Document.
Good Friday In Jail

I don't realize how awkward my facial hair is until I put on some nice clothes but forget to shave. Then I look like a homeless person who stumbled upon a bag of moderately-used semi-formalwear, all scruff and argyle. And this is how I dolled myself up to sing at my church's Good Friday service this morning.

Now please realize, I never dress up for church. Never have, never saw much need to. I don't mean any disrespect by it, no latent irreverence toward authority, I simply don't care much about my clothes or appearance. In fact, growing up without money for my richer friends' fancy jackets, backpacks and light up sport shoes made me pretty Zen about the whole style thing. Instead of dressing for fashion I dress for comfort. Basketball shorts, t-shirts, sandals (even in February), easy. Plus, I like to think I walk with God as much outside the church as in, so I never felt a need to gussy up for the in-house stuff.

It's different when I'm up front singing, though, I recognize that. Maybe in a perfect world nobody would mind seeing me up there in all my shaggy, flowy-garbed glory, but this world is not that one, and I recognize there are appropriate occasions to don one's Sunday best (so to speak). For instance: job interviews, Christmas cards, funerals.

And perhaps this is why I especially do not mind dressing up a little for Good Friday. It is a funereal holiday after all, a day to kneel beside the casket of our Lord Jesus, to sob, slobber, and wail over him.

"Good" Friday is a day to mourn, to abide the Deep Sadness, as did Christ's own comrades and disciples in the moments, minutes and days following his brutal execution. They saw their leader, mentor, friend and Savior tortured and nailed to a plank of wood. They watched hope suffocate, stood by helpless as love bled out, looked on as God died.

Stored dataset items

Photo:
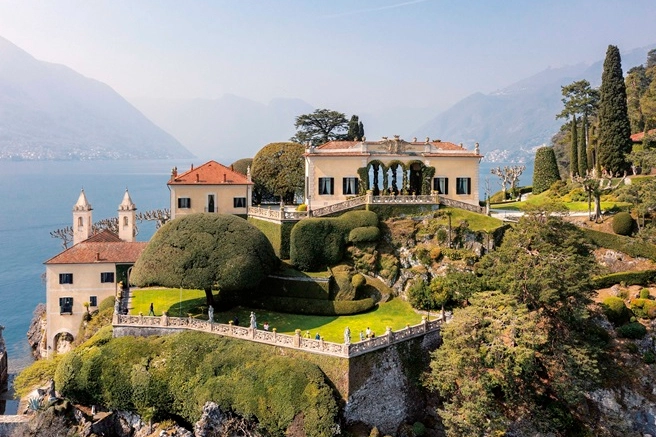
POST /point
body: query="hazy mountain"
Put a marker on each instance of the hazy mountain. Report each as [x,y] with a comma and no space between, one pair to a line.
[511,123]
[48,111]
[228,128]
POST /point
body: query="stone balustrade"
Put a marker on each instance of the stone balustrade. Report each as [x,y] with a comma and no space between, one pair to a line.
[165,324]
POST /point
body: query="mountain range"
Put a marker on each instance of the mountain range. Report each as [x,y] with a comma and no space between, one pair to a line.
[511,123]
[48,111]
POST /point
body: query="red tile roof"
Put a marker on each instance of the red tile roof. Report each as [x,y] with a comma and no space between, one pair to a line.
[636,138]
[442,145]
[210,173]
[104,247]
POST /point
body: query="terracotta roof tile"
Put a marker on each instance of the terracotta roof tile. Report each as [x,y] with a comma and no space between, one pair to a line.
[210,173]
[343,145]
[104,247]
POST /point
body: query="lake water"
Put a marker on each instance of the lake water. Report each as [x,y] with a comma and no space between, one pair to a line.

Instructions.
1 > Reproduce the stretch of the essay from "I don't realize" through "service this morning.".
2 > Which occasions does the essay give as examples of appropriate times to don one's Sunday best?
3 > According to the essay, what does the writer dress for instead of fashion?

Solved problems.
1 >
I don't realize how awkward my facial hair is until I put on some nice clothes but forget to shave. Then I look like a homeless person who stumbled upon a bag of moderately-used semi-formalwear, all scruff and argyle. And this is how I dolled myself up to sing at my church's Good Friday service this morning.

2 > Job interviews, Christmas cards, and funerals.

3 > Comfort.